--- start INPUT ---

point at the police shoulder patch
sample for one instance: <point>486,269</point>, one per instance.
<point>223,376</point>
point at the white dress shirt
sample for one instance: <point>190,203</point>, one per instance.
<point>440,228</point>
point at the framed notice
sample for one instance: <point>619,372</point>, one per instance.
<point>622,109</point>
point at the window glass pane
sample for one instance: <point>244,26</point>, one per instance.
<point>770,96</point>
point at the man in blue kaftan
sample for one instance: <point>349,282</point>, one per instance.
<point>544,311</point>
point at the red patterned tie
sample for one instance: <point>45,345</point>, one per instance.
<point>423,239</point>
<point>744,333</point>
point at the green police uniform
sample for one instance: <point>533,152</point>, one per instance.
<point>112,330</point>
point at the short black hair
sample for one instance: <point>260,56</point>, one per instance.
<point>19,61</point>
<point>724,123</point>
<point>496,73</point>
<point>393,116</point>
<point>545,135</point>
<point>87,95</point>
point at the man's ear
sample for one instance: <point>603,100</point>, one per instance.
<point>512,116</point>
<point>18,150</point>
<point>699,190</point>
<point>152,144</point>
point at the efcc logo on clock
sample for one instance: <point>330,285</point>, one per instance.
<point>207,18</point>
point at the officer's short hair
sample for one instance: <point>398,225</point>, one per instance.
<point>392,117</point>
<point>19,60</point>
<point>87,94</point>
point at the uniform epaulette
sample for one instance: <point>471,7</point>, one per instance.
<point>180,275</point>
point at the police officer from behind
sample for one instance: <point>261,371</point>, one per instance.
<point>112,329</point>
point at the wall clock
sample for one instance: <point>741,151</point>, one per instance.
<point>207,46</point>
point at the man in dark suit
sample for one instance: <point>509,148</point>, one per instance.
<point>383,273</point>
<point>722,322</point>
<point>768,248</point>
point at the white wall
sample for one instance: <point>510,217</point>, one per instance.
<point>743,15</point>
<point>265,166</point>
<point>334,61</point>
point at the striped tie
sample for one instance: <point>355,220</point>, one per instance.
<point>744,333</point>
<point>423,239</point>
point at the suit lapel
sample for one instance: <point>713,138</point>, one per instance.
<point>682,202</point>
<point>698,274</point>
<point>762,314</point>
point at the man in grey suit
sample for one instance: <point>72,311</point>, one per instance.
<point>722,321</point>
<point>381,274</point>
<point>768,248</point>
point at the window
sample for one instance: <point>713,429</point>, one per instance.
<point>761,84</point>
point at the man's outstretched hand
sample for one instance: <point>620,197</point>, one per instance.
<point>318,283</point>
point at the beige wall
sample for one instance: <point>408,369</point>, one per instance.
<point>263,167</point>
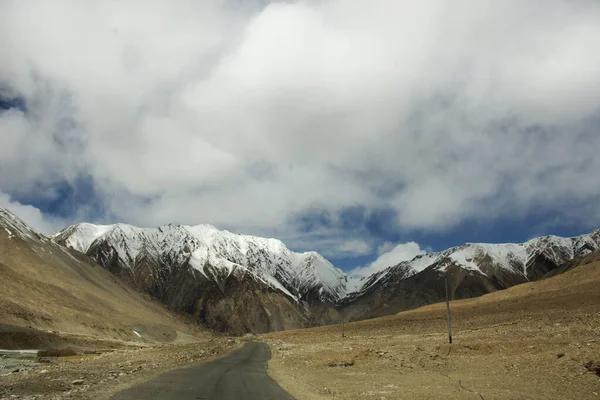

--- end INPUT ---

[AIM]
Rewrite all the entries above, switching "one per instance" to "one point per instance" everywhere it occurs and changing nothing else. Leave the picture out of your output.

[WRITTEN RESPONSE]
point at the police shoulder patch
sample for one instance: <point>486,269</point>, one point per instance.
<point>223,376</point>
point at the white dress shirt
sample for one instance: <point>190,203</point>, one point per instance.
<point>440,228</point>
point at the framed notice
sample for one instance: <point>619,372</point>, one point per instance.
<point>622,109</point>
point at the window glass pane
sample for one instance: <point>244,26</point>, one point per instance.
<point>770,96</point>
point at the man in blue kaftan
sample for one instance: <point>349,282</point>, one point per instance.
<point>544,311</point>
point at the red patterned tie
sample for one instance: <point>45,345</point>, one point per instance.
<point>423,239</point>
<point>744,333</point>
point at the green police uniform
sample for one instance: <point>533,152</point>, one point per instance.
<point>112,330</point>
point at the short black hair
sample for one instance: <point>260,56</point>, one point per instance.
<point>19,61</point>
<point>724,123</point>
<point>496,73</point>
<point>393,116</point>
<point>545,135</point>
<point>87,95</point>
point at the man's ear
sample for one instance: <point>603,100</point>, one point per instance.
<point>512,116</point>
<point>18,150</point>
<point>699,190</point>
<point>152,144</point>
point at the efcc logo on clock
sample for one instance: <point>330,285</point>, one point per instance.
<point>207,18</point>
point at the officer's short hair
sample for one instance: <point>398,225</point>, one point per instance.
<point>392,117</point>
<point>19,60</point>
<point>87,94</point>
point at the uniform epaulette
sample for one instance: <point>471,7</point>, one point per instance.
<point>180,275</point>
point at the police officer from behind
sample for one instance: <point>261,371</point>, one point per instance.
<point>112,329</point>
point at the wall clock
sample for one instance: <point>741,151</point>, one point per instance.
<point>207,46</point>
point at the man in dark suit
sample for one instance: <point>509,148</point>, one point per instance.
<point>383,273</point>
<point>722,322</point>
<point>768,248</point>
point at the white wall
sample for one instance: <point>510,217</point>, one point per instance.
<point>743,15</point>
<point>265,166</point>
<point>334,61</point>
point at the striped tie
sample for one instance: <point>355,220</point>, one point per instance.
<point>744,333</point>
<point>423,239</point>
point at the suit lapel
sample for one instance: <point>713,138</point>, one point per instance.
<point>682,202</point>
<point>698,274</point>
<point>762,314</point>
point at the man in grey suit
sample for one instance: <point>72,311</point>, one point per instance.
<point>722,321</point>
<point>381,274</point>
<point>768,248</point>
point at the window
sample for one instance: <point>713,429</point>, one point per instance.
<point>761,84</point>
point at the man's outstretched hand
sample for one instance: <point>620,197</point>, one point per instance.
<point>318,283</point>
point at the beige wall
sample for one instance: <point>408,369</point>, one point per instance.
<point>263,167</point>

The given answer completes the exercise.